> **SOURCE TEXT**:
# Federated Learning with Flower, PyTorch, and CIFAR-10

This notebook demonstrates how to set up a federated learning pipeline using the [Flower](https://flower.dev/) framework with PyTorch and the CIFAR-10 dataset. Federated learning allows multiple clients to collaboratively train a machine learning model while keeping their data local and private.

To promote modularity and reusability, the notebook is structured to cleanly separate the components that are shared between centralized and federated training (e.g., model architecture, training logic) from those specific to the federated setup (e.g., client/server logic, simulation). This design makes it easy to benchmark, test, and iterate across training modes.

### Notebook Structure

1. **Setup and Imports** – Install dependencies and import core libraries.
2. **Dataset Preparation** – Load and partition CIFAR-10 using Flower Datasets and IID partitioning.
3. **Training and Evaluation Functions** – Define reusable model training and testing logic for both centralized and federated workflows.
4. **ClientApp** – Implement a federated Flower client using the shared training/evaluation logic.
5. **ServerApp** – Configure the federated learning strategy and server behavior.
6. **Simulation** – Run a federated learning simulation across multiple clients.
7. **Evaluation** – Evaluate the final global model performance after training.

> Note: This notebook uses simulated clients and centralized coordination for demonstration purposes.


## 1. Setup and Imports

In this section, we install and import the required libraries for our federated learning setup.

- **Flower (flwr)**: A framework for building federated learning systems.
- **Flower Datasets (flwr_datasets)**: Utilities to download and partition datasets easily.
- **PyTorch**: Used for building and training the neural network.
- **Predefined CNN model**: Imported from `fedlearn.model`.

We will use `FederatedDataset` and `IidPartitioner` from Flower Datasets to partition CIFAR-10 into multiple IID client datasets.


In [1]:
from collections import OrderedDict
from typing import Dict, List, Optional, Tuple

import numpy as np
import torch
import torch.nn as nn
import torch.nn.functional as F
import torchvision.transforms as transforms
from torch.utils.data import DataLoader

import flwr
from flwr.client import Client, ClientApp, NumPyClient
from flwr.server import ServerApp, ServerConfig, ServerAppComponents
from flwr.server.strategy import FedAvg, FedAdagrad
from flwr.simulation import run_simulation
from flwr_datasets import FederatedDataset
from flwr.common import ndarrays_to_parameters, NDArrays, Scalar, Context

DEVICE = torch.device("cpu")  # Try "cuda" to train on GPU
print(f"Training on {DEVICE}")
print(f"Flower {flwr.__version__} / PyTorch {torch.__version__}")

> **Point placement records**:

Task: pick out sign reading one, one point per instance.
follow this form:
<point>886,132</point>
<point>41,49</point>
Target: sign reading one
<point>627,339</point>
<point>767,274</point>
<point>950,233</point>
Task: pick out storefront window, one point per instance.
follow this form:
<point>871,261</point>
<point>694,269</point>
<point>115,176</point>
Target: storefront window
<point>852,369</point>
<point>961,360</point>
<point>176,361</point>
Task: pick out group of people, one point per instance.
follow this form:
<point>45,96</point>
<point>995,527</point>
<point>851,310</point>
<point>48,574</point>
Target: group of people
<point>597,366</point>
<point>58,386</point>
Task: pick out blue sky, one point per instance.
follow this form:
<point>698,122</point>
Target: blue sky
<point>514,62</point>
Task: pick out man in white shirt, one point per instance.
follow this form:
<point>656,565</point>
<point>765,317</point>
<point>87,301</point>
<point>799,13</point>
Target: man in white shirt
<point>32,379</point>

> **WHAT IS ASKED**: Write out everything in the federated learning notebook from "This notebook demonstrates" down to "across training modes.", but swap "modularity" for "maintainability".

> **RESULT FOR THIS TASK**:
This notebook demonstrates how to set up a federated learning pipeline using the [Flower](https://flower.dev/) framework with PyTorch and the CIFAR-10 dataset. Federated learning allows multiple clients to collaboratively train a machine learning model while keeping their data local and private.

To promote maintainability and reusability, the notebook is structured to cleanly separate the components that are shared between centralized and federated training (e.g., model architecture, training logic) from those specific to the federated setup (e.g., client/server logic, simulation). This design makes it easy to benchmark, test, and iterate across training modes.